Direction A - Tally the lines of the records that contain the string "roof", treating case as significant. Give only the number.

Text extract -
>>>>>
Formosa is a community located in the municipality of South Bruce, in Bruce County, Ontario, Canada.

Prominent features of Formosa include:

  • A hilltop church (named the Church of the Immaculate Conception) built from 1875-1883
  • Lion and Lioness Park – a picnic stop
  • Formosa Springs Brewery (Brick Brewing Company)
  • Site of the Formosa Mutual Insurance Company (1880)
  • Formosa Inn and Oberle’s General Store (1886)

Neighbouring towns include Mildmay, Teeswater, Belmore and Walkerton.

Formosa History:

Rev. Gaspar Matoga , a Jesuit missionary, visited the area in January 1853, on one of many trips to minister to the new settlements of the region. Upon seeing the valley in which the present day hamlet is situated, he described it as formosa, the Latin word for beautiful.

The new community of Formosa had a school as early as 1854. There have been schools in one form or another on the present school grounds since 1868.

The first school in Formosa was a log structure, erected in 1854. It doubled as a temporary church in the early days of the community for the visiting Jesuit missionaries. It was on the northwest corner of lot 30, Concession A, Carrick Township.

With the growth of the community, a large stone school was completed in 1868, on land donated by local businessman F.X. Messner. He also donated land and a 2 1⁄2-story convent building in 1872, hoping to establish Formosa as a headquarters for the School Sisters of Notre Dame. This was situated on the northeast hill of the valley, near the church. A smaller one-story stone school was also constructed nearby.

When the convent didn’t grow as much as anticipated, the convent building was converted into a four-room school as well, and living quarters for a smaller number of nuns was added as a wing to the convent building.

For a number of years in the late nineteenth century Formosa had three school buildings in use simultaneously. The convent school was used for girls grades one to eight. The large stone school accommodated the boys of grades five and up. The small, one-story stone school was used for boys grades one to four.

This picture taken circa 1901 shows the apple orchard on the church property.

Over time, the population lessened, and eventually the schools were consolidated in the convent building’s four classrooms. The large stone school was used as community centre for some time.

In 1926, a residence fire at the foot of the hill spread and gutted the convent school. Construction commenced on a new school and detached convent. In the interim, classes were once again held in the former 1868 large stone school and other locations. The new school and convent were completed in 1927.
<<<<<
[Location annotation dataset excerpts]
>>>>>
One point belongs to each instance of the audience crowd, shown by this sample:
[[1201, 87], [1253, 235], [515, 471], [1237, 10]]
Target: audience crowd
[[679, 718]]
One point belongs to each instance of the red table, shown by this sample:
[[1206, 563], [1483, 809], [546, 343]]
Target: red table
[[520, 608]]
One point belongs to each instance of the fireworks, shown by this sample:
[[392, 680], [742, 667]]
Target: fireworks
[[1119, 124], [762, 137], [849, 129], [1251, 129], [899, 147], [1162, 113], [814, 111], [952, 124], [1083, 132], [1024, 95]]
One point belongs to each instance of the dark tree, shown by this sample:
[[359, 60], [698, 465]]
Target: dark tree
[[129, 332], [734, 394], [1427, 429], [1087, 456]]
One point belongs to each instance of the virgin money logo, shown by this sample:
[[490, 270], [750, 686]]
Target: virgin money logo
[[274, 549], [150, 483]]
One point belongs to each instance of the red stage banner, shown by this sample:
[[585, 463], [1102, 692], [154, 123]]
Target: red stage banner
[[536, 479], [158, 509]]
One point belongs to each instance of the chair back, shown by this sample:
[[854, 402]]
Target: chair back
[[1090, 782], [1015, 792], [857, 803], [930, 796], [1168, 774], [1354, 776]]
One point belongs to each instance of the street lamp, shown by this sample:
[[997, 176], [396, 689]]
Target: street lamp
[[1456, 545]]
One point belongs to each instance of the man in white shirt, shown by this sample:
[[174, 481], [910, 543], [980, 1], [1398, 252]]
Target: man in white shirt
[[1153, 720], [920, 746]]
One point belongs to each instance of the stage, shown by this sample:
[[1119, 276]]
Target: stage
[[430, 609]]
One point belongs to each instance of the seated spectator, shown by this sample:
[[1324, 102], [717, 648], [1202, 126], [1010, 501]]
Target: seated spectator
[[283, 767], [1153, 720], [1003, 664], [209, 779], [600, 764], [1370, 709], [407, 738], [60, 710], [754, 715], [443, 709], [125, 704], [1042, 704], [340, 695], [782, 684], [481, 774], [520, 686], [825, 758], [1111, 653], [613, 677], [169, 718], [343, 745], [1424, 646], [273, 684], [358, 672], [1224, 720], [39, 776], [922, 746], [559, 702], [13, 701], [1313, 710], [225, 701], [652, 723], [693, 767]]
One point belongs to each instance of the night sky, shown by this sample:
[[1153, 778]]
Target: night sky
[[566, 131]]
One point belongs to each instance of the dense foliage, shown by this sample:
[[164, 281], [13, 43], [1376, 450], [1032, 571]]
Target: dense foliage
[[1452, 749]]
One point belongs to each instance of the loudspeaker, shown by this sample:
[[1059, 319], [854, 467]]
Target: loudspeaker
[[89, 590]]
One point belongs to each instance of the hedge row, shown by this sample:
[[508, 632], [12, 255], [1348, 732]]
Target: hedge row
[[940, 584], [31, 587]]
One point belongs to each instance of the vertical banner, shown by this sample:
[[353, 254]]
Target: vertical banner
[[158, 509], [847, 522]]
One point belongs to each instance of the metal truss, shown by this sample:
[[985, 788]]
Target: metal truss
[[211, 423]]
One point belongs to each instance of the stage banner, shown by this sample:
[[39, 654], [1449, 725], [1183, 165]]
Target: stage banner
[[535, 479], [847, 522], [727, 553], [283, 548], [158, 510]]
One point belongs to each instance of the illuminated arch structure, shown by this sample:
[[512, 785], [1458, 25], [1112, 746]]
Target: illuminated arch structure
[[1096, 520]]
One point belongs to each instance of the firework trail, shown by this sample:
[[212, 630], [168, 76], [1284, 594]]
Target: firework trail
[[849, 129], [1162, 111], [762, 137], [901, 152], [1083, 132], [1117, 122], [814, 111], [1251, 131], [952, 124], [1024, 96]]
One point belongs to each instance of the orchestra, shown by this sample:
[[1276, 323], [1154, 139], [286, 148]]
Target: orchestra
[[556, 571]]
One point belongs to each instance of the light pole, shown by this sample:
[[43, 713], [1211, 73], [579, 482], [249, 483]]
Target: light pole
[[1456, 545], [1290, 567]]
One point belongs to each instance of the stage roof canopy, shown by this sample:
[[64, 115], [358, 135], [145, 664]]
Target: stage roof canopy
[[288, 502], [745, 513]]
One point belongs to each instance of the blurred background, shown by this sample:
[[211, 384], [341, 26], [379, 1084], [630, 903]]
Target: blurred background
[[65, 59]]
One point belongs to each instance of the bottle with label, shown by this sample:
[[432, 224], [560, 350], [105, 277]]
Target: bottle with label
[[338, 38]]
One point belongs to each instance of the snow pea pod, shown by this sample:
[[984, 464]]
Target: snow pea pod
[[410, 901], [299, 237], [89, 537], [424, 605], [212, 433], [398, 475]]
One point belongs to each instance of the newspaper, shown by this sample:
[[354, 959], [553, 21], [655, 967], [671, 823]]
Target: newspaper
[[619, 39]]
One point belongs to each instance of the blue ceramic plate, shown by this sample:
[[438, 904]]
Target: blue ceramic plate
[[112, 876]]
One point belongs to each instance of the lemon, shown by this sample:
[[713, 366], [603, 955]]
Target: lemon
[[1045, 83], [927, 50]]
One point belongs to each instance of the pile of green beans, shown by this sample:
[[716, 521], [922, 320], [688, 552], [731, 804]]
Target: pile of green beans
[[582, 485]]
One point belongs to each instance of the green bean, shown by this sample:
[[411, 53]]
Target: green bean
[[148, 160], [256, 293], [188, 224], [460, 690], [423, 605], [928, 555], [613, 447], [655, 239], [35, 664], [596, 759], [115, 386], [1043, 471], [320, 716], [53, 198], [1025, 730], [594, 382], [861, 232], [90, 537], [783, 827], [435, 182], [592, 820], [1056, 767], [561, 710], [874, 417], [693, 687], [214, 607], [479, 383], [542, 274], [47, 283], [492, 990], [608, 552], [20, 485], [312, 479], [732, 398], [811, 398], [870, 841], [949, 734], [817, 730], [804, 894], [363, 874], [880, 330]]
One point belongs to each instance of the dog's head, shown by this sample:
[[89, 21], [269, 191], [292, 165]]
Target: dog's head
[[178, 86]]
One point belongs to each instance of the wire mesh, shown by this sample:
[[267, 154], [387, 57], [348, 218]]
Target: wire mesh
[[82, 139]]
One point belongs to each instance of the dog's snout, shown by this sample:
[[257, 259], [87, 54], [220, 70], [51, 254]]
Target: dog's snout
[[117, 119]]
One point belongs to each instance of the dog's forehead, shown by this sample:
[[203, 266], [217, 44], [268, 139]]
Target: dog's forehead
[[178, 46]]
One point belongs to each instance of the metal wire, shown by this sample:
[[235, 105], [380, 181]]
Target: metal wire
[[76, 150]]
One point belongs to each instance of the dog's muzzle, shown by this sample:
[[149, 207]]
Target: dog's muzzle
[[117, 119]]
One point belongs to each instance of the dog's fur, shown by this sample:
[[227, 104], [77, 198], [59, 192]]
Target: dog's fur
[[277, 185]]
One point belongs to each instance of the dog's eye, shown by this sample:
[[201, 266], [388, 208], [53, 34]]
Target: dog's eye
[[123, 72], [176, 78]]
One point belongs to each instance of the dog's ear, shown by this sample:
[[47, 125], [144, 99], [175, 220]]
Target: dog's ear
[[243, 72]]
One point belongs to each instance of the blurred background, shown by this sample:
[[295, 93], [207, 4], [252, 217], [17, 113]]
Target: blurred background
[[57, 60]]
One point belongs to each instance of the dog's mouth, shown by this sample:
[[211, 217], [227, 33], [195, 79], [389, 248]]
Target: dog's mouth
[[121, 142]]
<<<<<
Direction B - Rewrite the stretch of the Formosa text from "For a number" through "completed in 1927.", replacing "apple orchard" with "cherry orchard".

Task answer A - 2

Task answer B -
For a number of years in the late nineteenth century Formosa had three school buildings in use simultaneously. The convent school was used for girls grades one to eight. The large stone school accommodated the boys of grades five and up. The small, one-story stone school was used for boys grades one to four.

This picture taken circa 1901 shows the cherry orchard on the church property.

Over time, the population lessened, and eventually the schools were consolidated in the convent building’s four classrooms. The large stone school was used as community centre for some time.

In 1926, a residence fire at the foot of the hill spread and gutted the convent school. Construction commenced on a new school and detached convent. In the interim, classes were once again held in the former 1868 large stone school and other locations. The new school and convent were completed in 1927.